◆ **DIRECTIONS**:
1. Rewrite the part of the editorial on stop and search starting with "Terrorism cannot be" and going on through "to that purpose.", putting "self-defeating" in place of "counter-productive".
2. Answer these questions about the editorial on stop and search:
(a) What share of those searched last year were Asian?
(b) Which group described the powers as "a crude and blunt instrument"?
(c) What event preceded the 2008-2009 searches?
3. Decide whether each statement agrees with the editorial on stop and search. Answer yes or no, and quote the words from the editorial that settle it.
(a) Section 60 was introduced to deal with football hooligans and threats of serious violence.
(b) Stop and search has increased since 2008-2009.
(c) The "sus" laws date from the 1990s.

◆ **SELECTION**:
────────────────

Asian and black Britons are far more likely to be stopped on our streets. Some 17 per cent of those searched last year were Asian, a proportion far outweighing their representation in the general population. The same is true of black people, at 10 per cent of all street stops. Members of the black community are also 26 times more likely than white people to face stop and search under the ordinary criminal law. We learnt that last week from figures of stops under Section 60 of the Criminal Justice and Public Order Act 1994, which was introduced to deal with football hooligans and threats of serious violence.

Yesterday's terrorism stop-and-search figures do not just underscore the problem of harassment by the police; they highlight the inefficacy of the powers. They are not only a crude and blunt instrument, as the civil rights group Liberty put it yesterday, but a demonstrably useless one. Worse than useless, they do harm to community relations.

True, there has been a significant fall off in stop-and-search compared with searches in 2008-2009 in the aftermath of the failed Haymarket bomb. But these powers are still being abused on a significant scale, most particularly in London. The lesson from the experience of the discredited "sus" laws of the 1980s is that the harassment of innocent black and Asian youths by the police will have a negative impact on community relations.

Terrorism cannot be fought effectively by promoting unease in communities. Alienating the very sectors on whose co-operation the authorities must rely to fight terror is counter-productive. Powers only ever meant to be used in exceptional circumstances must be restored to that purpose.

────────────────

◆ **EXTRACTED DATA**:
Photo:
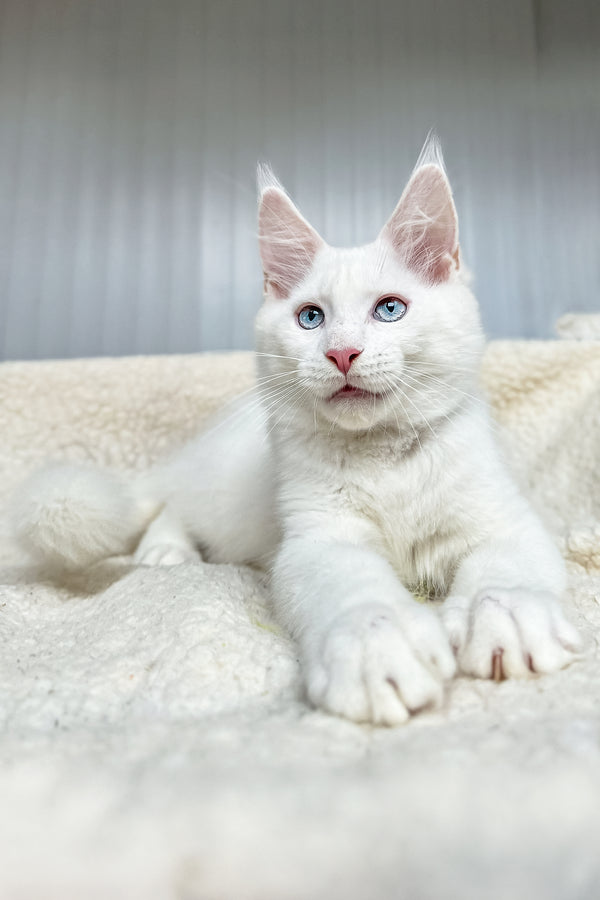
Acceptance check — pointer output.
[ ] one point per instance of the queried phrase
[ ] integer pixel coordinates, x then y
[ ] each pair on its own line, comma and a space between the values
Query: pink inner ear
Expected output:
288, 244
424, 227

────────────────

◆ **TASK SOLUTIONS**:
1.
Terrorism cannot be fought effectively by promoting unease in communities. Alienating the very sectors on whose co-operation the authorities must rely to fight terror is self-defeating. Powers only ever meant to be used in exceptional circumstances must be restored to that purpose.

2.
(a) 17 per cent.
(b) The civil rights group Liberty.
(c) The failed Haymarket bomb.

3.
(a) Yes: "which was introduced to deal with football hooligans and threats of serious violence."
(b) No: "there has been a significant fall off in stop-and-search compared with searches in 2008-2009."
(c) No: "the discredited "sus" laws of the 1980s."